# [EXTRACTED DATA]
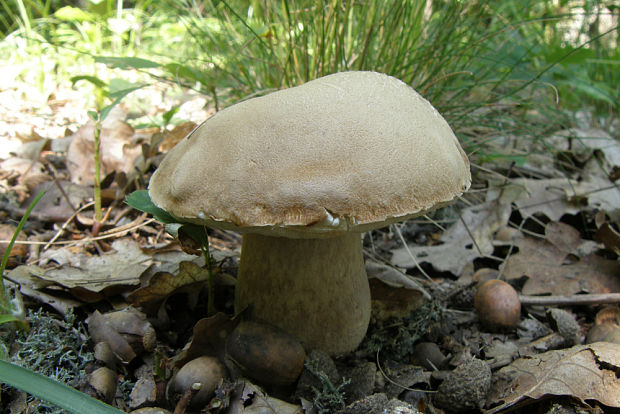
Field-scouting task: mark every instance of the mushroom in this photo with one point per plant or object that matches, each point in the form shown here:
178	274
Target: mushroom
302	172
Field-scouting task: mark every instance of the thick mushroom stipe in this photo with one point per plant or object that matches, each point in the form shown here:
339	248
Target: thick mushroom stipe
321	282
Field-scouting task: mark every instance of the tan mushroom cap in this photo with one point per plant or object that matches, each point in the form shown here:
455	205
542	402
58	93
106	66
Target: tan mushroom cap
349	151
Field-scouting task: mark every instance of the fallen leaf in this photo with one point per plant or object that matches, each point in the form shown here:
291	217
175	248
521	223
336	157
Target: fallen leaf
118	268
393	277
163	284
250	399
551	197
102	331
543	262
584	372
30	172
457	248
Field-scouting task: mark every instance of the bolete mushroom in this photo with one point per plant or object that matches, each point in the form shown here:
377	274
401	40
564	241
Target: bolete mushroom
302	172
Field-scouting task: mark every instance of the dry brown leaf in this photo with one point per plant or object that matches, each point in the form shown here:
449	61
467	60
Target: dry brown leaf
543	262
584	372
120	267
162	284
31	173
457	248
175	136
551	197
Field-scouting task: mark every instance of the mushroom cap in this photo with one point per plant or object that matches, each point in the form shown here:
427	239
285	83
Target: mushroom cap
352	151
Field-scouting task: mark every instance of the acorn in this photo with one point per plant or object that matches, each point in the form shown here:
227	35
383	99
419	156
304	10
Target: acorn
202	374
265	353
497	305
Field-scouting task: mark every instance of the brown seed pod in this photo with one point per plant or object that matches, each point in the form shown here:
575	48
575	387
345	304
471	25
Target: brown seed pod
497	305
206	371
265	353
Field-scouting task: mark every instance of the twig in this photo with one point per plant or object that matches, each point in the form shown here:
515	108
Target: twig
585	299
402	239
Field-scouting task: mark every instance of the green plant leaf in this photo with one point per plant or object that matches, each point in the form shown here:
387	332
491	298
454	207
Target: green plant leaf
127	62
4	297
8	318
73	14
167	117
51	391
118	95
196	232
92	79
140	200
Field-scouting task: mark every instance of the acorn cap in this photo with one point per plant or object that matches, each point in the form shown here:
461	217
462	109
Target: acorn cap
352	151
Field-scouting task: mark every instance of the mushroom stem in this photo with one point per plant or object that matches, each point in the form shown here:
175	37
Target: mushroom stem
315	289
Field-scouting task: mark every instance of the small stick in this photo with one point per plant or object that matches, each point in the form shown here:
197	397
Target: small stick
183	403
585	299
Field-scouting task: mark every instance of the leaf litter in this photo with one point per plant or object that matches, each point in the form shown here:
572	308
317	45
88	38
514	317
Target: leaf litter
146	274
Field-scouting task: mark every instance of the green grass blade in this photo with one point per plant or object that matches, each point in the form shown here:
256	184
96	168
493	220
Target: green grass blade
51	391
4	300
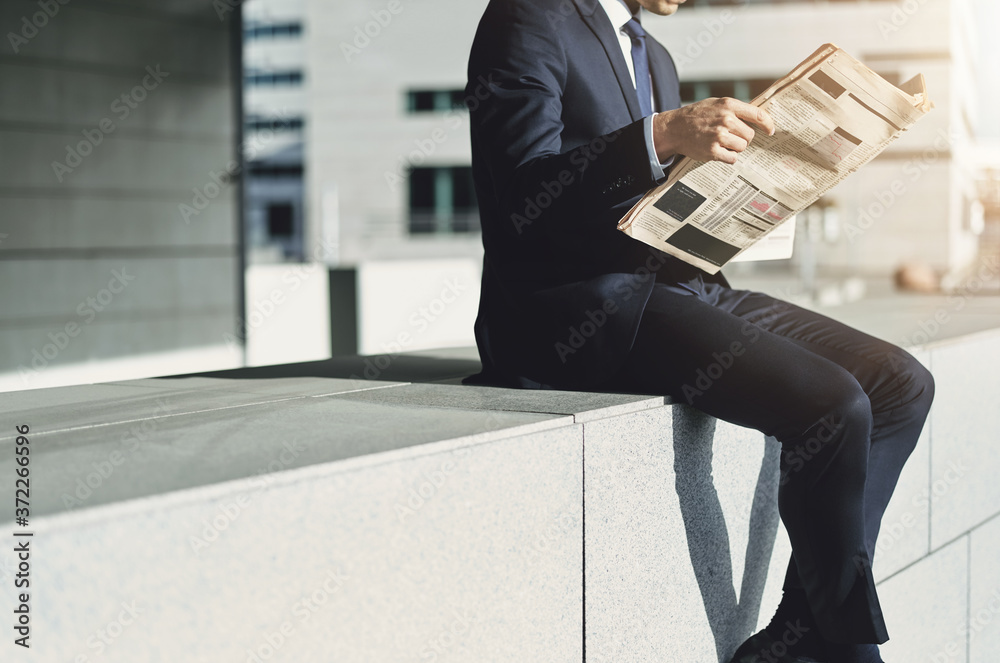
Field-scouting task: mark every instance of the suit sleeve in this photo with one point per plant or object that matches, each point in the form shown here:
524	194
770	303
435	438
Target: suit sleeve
517	74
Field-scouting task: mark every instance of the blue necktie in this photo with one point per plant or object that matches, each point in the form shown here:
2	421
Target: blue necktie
641	64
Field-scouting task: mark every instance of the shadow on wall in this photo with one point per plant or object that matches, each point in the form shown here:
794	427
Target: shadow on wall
731	620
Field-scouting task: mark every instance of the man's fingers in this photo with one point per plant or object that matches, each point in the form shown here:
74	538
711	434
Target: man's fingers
755	115
741	129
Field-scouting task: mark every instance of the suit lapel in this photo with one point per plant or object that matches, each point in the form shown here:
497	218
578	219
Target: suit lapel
595	18
664	81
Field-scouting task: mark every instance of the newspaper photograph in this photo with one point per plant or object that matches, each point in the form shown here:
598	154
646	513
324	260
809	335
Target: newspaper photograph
832	115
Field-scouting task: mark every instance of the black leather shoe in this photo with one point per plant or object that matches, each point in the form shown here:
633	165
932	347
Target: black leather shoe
760	648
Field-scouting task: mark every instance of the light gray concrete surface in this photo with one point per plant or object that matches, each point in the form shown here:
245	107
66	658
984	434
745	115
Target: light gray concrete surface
469	554
926	608
965	427
582	406
680	524
905	534
984	593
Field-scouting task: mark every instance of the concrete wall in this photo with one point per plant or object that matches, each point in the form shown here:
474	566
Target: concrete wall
97	261
304	516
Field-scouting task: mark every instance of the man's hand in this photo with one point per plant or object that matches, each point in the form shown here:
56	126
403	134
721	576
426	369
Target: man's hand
715	129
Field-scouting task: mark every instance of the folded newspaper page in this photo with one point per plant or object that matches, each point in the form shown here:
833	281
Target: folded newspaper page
832	115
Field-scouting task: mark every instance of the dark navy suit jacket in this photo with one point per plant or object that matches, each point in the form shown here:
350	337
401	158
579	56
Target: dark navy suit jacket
559	155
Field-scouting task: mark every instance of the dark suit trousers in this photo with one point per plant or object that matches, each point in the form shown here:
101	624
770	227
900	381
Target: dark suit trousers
846	407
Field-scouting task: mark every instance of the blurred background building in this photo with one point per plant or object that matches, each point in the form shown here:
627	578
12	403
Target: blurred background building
353	207
120	245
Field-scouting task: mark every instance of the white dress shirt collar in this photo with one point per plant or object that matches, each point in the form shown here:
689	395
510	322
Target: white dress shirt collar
618	12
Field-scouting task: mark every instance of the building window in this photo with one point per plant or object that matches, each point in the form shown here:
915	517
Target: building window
443	200
280	220
260	31
264	169
273	78
434	101
257	123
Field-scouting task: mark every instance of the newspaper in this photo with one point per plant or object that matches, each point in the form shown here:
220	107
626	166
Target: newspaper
832	115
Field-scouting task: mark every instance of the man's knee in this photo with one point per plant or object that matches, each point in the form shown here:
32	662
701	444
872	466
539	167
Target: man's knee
839	412
914	382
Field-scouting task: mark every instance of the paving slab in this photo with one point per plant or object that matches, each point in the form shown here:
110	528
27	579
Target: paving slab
583	406
88	466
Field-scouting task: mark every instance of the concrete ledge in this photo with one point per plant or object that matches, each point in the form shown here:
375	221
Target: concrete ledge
297	513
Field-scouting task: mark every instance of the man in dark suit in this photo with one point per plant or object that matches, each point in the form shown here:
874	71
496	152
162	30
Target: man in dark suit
581	117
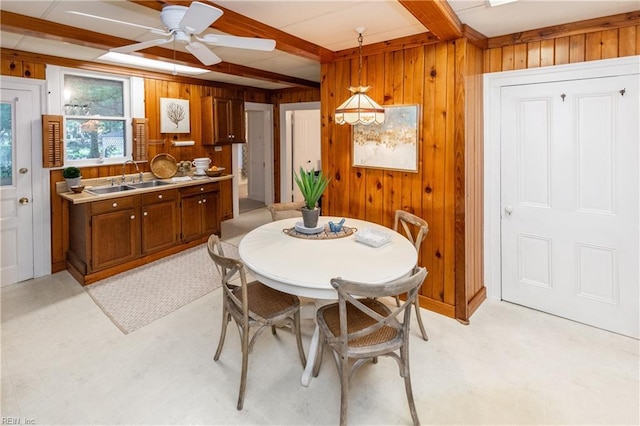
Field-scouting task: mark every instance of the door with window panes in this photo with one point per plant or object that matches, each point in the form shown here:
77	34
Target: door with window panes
16	211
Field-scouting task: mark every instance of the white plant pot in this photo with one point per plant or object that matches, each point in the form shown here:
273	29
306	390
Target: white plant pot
73	182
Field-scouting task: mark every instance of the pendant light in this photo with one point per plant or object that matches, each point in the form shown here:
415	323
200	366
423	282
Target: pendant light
359	108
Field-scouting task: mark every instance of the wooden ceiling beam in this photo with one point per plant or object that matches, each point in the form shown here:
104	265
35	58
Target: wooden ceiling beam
35	27
235	24
437	16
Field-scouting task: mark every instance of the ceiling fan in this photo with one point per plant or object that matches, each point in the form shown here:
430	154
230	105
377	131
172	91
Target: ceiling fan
183	24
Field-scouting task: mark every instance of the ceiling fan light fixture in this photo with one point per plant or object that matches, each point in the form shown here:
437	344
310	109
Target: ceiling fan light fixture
359	108
139	61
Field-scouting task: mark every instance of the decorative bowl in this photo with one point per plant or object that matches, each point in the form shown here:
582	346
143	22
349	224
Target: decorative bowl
215	173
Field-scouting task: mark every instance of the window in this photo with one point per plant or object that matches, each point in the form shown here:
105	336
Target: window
6	144
95	118
97	110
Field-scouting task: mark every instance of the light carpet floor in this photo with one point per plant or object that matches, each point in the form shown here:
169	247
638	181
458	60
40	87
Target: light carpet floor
140	296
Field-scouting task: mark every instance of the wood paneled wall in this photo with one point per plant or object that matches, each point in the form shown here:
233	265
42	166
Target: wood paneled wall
432	76
23	64
589	43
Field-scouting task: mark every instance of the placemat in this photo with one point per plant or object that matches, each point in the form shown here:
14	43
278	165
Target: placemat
325	234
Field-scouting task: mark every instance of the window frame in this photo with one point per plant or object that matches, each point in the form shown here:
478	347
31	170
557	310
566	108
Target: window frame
131	108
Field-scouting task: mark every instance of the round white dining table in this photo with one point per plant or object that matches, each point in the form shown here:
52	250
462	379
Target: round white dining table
305	267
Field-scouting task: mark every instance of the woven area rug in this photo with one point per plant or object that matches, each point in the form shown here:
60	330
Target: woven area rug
140	296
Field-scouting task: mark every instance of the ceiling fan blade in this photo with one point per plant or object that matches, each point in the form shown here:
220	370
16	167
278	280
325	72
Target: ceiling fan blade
239	42
154	30
139	46
198	17
203	53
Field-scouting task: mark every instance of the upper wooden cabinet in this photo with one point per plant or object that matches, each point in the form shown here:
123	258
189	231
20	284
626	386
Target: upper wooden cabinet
222	121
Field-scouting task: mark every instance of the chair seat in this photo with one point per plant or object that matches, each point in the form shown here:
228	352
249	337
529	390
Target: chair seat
358	320
267	302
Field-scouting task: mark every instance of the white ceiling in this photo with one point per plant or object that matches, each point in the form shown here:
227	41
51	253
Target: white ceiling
329	24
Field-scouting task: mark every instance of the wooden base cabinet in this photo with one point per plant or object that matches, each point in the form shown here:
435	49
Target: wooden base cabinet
160	221
109	233
200	211
103	233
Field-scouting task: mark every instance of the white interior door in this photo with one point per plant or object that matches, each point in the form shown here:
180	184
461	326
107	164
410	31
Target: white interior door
16	188
256	155
569	194
305	144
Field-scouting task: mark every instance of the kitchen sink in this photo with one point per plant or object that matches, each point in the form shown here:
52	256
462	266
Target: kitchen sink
110	189
148	184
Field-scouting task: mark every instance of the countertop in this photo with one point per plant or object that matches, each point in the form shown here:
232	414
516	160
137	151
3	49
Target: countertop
88	197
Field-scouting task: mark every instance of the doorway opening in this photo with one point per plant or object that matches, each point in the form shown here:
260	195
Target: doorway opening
253	162
300	144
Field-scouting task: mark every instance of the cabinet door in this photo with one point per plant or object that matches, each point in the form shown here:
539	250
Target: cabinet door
211	213
221	122
191	217
115	238
159	226
206	114
236	117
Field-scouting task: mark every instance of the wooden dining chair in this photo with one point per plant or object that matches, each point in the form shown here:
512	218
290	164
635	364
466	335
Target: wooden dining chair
415	229
361	327
285	210
251	304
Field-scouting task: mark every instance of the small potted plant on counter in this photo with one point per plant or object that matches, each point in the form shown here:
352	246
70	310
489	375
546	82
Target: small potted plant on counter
311	185
72	176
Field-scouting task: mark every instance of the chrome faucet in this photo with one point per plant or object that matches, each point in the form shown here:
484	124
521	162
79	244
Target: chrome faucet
137	169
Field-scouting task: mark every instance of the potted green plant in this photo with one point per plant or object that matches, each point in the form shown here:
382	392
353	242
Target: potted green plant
72	176
311	185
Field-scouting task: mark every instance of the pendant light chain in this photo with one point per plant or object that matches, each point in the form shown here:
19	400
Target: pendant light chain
359	108
360	59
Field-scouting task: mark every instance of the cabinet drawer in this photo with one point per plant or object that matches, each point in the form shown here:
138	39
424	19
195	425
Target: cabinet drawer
112	205
200	189
159	197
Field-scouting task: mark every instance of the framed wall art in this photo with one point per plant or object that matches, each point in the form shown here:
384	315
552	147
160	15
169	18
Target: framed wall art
390	145
174	116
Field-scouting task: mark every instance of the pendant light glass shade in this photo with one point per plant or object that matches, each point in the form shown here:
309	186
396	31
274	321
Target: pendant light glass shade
359	108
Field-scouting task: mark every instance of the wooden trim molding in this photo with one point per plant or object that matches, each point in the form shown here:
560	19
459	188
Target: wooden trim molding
567	30
437	16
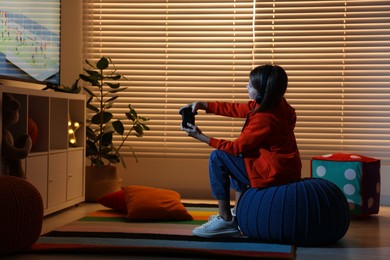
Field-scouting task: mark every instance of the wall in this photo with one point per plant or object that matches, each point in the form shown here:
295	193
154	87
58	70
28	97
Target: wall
189	177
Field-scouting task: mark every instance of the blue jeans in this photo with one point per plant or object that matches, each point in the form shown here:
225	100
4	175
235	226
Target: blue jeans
226	172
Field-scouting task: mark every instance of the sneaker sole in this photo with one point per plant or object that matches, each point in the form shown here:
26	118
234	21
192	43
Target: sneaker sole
226	233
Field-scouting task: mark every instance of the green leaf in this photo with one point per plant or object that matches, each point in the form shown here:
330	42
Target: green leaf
106	139
101	118
92	72
112	158
98	163
90	134
89	63
113	85
102	64
116	90
118	126
130	116
91	148
113	76
139	129
91	79
112	99
90	92
145	127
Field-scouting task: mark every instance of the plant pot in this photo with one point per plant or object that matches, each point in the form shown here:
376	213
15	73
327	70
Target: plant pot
100	182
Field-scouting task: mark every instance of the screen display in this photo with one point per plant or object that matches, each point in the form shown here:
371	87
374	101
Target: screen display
30	40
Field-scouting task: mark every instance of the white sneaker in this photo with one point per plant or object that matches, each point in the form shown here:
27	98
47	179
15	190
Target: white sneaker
217	227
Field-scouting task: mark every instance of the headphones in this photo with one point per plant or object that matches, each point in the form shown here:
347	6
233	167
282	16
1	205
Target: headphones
267	69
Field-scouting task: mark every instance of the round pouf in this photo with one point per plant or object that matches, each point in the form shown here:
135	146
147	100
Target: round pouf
310	212
21	214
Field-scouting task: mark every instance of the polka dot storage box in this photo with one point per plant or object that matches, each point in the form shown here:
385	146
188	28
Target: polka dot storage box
356	175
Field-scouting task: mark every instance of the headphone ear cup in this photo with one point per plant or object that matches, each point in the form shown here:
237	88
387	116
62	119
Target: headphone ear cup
259	99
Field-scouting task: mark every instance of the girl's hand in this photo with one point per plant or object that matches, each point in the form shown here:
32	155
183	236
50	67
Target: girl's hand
195	106
196	133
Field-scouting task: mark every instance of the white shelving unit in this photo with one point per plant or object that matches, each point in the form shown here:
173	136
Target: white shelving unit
53	166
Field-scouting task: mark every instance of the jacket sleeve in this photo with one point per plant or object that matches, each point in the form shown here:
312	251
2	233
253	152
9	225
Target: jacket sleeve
253	136
239	110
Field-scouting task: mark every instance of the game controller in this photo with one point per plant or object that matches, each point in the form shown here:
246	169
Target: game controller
187	116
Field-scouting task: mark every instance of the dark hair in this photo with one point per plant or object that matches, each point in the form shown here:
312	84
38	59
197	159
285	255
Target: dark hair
271	83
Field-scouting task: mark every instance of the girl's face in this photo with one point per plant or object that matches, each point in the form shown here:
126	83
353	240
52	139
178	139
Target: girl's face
252	92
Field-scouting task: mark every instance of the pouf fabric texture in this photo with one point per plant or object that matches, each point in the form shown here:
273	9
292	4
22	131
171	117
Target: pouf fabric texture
310	212
356	175
21	215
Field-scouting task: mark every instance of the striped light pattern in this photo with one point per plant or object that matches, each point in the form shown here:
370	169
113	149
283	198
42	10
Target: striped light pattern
336	53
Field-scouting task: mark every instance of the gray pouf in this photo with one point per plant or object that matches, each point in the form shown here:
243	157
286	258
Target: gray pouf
310	212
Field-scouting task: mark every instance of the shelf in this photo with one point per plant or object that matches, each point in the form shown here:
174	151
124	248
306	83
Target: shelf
54	166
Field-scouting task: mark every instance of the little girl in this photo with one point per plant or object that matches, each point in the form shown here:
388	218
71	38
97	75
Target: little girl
265	154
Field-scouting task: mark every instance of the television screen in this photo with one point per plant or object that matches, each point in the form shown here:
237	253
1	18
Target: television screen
30	40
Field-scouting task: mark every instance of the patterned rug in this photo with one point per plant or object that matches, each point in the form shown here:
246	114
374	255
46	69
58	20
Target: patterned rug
109	232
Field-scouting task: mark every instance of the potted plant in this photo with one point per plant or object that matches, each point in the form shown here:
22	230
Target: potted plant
101	177
102	126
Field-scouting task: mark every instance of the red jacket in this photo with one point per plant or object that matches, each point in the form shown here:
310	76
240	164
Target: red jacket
267	142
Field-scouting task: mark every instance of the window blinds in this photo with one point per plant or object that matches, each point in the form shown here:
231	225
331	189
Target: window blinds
173	52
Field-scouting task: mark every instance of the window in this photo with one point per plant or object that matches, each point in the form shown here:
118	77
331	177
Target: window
336	54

# [SHORT PROBLEM]
Copy out exactly the lines running from the line with "Field-scouting task: mark every instance of the little" to the end of the records, inclusive.

# [FULL OUTPUT]
Field-scouting task: mark every instance of the little girl in this photo with one point per plant or object that matches, each point in the form shown here:
388	218
71	38
97	75
Target: little girl
265	154
Field-scouting task: mark every instance of the television screen in this photo with one point per plant or object that matches, each point in the form shown here:
237	253
1	18
Target: television screen
30	40
Field-scouting task: mark every instance of the patterned rug in this photo with one point per plant or object that matches, each point in the form shown here:
246	114
374	255
46	69
58	20
Target: patterned rug
109	232
Field-scouting task: mark every instance of the potted plant in this photo with one point per plant or object that matches, each point in the form shown here:
22	230
Target: potted plant
101	177
102	126
Field-scouting task: mark every instance of the red jacket in this photo with one point per plant or object that matches, each point in the form shown here:
310	76
240	164
Target: red jacket
267	142
Field-scouting task: mark every instance of the window blinds in this photo with one point per plant or object that matches, each point in the form shown here:
231	225
331	189
Target: window blinds
173	52
Field-scouting task: mark every instance of the window in this photo with one point per plant or object that matches, each point in the form shown here:
118	77
331	177
Target: window
336	54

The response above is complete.